THE PROBLEM: Recast the material below as a numbered list, one line per item, omitting blank lines.

Dataset records:
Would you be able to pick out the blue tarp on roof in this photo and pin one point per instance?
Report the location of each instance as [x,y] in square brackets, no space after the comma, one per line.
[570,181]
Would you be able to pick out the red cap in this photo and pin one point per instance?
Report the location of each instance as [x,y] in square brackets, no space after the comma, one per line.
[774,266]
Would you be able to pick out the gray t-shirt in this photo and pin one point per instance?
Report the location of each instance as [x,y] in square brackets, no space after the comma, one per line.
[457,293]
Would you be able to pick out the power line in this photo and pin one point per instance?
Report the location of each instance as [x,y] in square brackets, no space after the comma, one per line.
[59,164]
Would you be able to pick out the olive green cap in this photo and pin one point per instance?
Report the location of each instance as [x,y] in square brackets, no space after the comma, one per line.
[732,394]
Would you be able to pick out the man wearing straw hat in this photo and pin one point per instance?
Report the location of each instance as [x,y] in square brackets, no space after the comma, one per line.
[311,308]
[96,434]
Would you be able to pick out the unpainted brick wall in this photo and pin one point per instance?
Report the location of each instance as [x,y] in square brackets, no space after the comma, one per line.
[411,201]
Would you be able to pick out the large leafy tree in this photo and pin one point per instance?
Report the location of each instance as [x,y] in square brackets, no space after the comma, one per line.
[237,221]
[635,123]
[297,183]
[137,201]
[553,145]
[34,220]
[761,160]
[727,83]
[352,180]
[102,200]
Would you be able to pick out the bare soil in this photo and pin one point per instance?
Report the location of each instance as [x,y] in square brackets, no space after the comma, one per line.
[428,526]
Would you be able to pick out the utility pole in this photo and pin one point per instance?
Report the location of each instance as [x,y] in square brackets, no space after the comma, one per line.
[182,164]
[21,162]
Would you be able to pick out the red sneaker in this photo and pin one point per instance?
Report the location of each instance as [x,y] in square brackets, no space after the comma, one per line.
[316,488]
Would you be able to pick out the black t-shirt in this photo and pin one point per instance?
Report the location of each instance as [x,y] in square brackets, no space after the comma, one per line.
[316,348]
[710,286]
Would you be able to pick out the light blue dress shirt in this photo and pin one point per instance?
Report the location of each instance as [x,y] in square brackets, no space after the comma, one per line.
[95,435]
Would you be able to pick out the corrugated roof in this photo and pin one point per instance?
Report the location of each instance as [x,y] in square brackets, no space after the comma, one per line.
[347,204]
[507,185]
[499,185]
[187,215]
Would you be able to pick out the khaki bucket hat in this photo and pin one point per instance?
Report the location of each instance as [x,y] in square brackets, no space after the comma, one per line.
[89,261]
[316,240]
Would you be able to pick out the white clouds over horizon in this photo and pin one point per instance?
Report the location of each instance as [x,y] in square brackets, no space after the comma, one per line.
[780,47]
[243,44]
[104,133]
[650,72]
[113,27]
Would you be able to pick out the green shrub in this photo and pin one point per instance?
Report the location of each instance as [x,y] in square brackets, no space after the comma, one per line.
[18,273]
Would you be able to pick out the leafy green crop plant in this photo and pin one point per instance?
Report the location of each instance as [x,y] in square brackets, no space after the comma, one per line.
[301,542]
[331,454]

CORRECT OUTPUT:
1. Would you be able to pick out the blue tarp on roof in this photo and pin one point per instance?
2. Report the location of each instance as [x,y] in square brackets, no space after the comma, one per line.
3. [570,181]
4. Would you be able to pick out the red cap in this photo and pin one point per instance?
5. Report the location of each instance as [x,y] in square brackets, no space after the comma, one per line.
6. [774,266]
7. Would you be able to pick out the gray t-shirt in this photo and pin one point per instance?
8. Report the location of each instance as [x,y] in square brackets, no space after the comma, one per line.
9. [457,293]
10. Would you be able to pick out the power line in this photo and pin one point per instance?
11. Report the location of each instance as [x,y] in square brackets, no space after the comma, one per line.
12. [59,164]
13. Would you be able to pick out the olive green cap in this photo and pin one point per instance?
14. Report the location of each instance as [x,y] in square brackets, no space after the comma, one per line.
15. [732,394]
16. Would you be able to pick out the man wearing straw hat in this photo and pin one point per instance?
17. Report the location of each instance as [x,y] in square brackets, no space after the comma, one per line.
18. [311,308]
19. [96,434]
20. Would you be able to pick out the unpainted brick wall in this photo and pin one point per instance?
21. Report the location of each instance as [x,y] in square brackets, no space after the comma, one per line.
22. [411,201]
23. Would you be able to pick out the large leafy tree in this photo and pin one point per instance?
24. Report the location of each instance as [x,y] in square brackets, no space after the comma, one per line.
25. [237,221]
26. [635,123]
27. [297,183]
28. [137,201]
29. [553,145]
30. [34,220]
31. [761,160]
32. [727,83]
33. [352,180]
34. [102,200]
35. Would you be able to pick out the bare soil in this photo and pin one point per instance?
36. Report the location of each instance as [x,y] in square brackets, no space after the comma, one per line.
37. [428,526]
38. Would you be able to pick out the utility pole in this photo and pin one point per instance?
39. Report the location of each instance as [x,y] in square brackets, no space after the comma, one per line.
40. [182,164]
41. [21,162]
42. Would you be able to pick out the red sneaker in this photo and pin one point per instance?
43. Report the location of each instance as [x,y] in square brackets, no space after the comma, one per line.
44. [316,488]
45. Would you be able to pick out the black t-shirt in this photo and pin one point per instance?
46. Report the location of each instance as [x,y] in square brackets, no space after the comma, one per line.
47. [316,348]
48. [710,286]
49. Would you be able to pick out the light blue dress shirt in this photo and pin one point per instance?
50. Report the location of each instance as [x,y] in square brackets, no space after the comma, one per line.
51. [95,435]
52. Would you be able to pick out the corrugated roof in this photo and pin one point per instance?
53. Report the location of each instance as [x,y] in square brackets, no space after the comma, one per line.
54. [347,204]
55. [507,185]
56. [499,185]
57. [187,215]
58. Would you be able to pick out the khaki bucket hat in this photo and pin one point per instance?
59. Report the location of each instance as [x,y] in square brackets, no space after the comma, one per line.
60. [89,261]
61. [316,240]
62. Would you be able to pick out the white clouds over horizon in this photo and pin one point per instance?
63. Report the location of each instance as [x,y] in square brackets, no space after the comma, one per line.
64. [780,47]
65. [243,44]
66. [104,133]
67. [650,72]
68. [113,27]
69. Would you be able to pick out the green shrub in this photo and pin one point per instance?
70. Report the location of each instance as [x,y] in square brackets, no space after the comma, one per line.
71. [18,273]
72. Would you be able to pick out the leafy green crop plant in this photo and pin one point per instance?
73. Report the location of each instance as [x,y] in square brackets, no space after the comma, one per line.
74. [301,542]
75. [331,454]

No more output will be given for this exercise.